◆ GIVEN TASK ◆
Rewrite every line of the records, starting with the line that contains "In the photograph above, where can the black helmet be" and going on through the end of the records. Scale each coordinate in the answers by 0.2 and round it to a whole number, with halves rounded up, and give these lines alone.

########

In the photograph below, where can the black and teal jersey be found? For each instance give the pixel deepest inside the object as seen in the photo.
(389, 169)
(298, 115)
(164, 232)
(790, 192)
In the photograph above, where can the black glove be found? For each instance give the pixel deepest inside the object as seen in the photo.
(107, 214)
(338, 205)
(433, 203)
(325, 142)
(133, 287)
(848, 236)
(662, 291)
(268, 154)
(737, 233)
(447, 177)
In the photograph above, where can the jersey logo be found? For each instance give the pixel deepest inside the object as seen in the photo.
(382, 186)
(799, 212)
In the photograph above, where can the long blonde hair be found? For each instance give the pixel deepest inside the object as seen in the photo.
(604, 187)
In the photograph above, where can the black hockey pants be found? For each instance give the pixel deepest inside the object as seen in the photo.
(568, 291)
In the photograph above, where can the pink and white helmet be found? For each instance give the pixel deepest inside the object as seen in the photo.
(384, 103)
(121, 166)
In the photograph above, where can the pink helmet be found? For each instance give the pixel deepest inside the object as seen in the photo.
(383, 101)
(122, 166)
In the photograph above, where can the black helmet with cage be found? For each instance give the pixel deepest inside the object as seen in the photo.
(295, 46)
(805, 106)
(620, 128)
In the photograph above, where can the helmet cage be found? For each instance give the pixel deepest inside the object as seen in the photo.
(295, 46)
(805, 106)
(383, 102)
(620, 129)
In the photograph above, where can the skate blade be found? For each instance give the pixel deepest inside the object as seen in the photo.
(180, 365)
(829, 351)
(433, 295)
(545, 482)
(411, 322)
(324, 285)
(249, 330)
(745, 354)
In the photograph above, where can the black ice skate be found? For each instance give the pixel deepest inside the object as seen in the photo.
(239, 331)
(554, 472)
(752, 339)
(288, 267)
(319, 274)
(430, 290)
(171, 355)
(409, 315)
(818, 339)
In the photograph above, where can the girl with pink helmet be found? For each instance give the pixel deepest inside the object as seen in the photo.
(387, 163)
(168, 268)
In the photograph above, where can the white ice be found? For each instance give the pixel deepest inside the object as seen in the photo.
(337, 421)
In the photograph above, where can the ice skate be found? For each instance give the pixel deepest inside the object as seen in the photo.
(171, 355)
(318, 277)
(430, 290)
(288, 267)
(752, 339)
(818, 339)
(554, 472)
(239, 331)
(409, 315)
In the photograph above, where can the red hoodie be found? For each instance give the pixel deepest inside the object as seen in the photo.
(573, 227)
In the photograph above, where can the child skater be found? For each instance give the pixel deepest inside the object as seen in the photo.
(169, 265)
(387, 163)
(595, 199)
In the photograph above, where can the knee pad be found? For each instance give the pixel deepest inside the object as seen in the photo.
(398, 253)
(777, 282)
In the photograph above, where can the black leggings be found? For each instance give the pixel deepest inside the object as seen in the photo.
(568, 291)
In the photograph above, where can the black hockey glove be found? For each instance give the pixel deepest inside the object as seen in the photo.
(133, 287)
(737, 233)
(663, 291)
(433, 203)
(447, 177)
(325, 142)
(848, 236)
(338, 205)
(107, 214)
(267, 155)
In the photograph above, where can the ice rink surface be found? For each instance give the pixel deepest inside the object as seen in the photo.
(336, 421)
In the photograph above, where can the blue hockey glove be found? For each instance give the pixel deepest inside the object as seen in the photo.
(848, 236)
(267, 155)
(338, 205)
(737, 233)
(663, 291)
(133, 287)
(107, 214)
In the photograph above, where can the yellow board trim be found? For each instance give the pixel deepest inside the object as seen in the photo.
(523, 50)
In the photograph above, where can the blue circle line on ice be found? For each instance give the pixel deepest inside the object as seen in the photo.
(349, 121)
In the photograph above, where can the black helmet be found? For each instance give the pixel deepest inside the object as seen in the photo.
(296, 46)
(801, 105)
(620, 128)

########

◆ RESULT BELOW ◆
In the photograph above, where can the black helmet be found? For each instance give the pixel deepest inside the object as seen in the photo.
(59, 9)
(160, 21)
(124, 26)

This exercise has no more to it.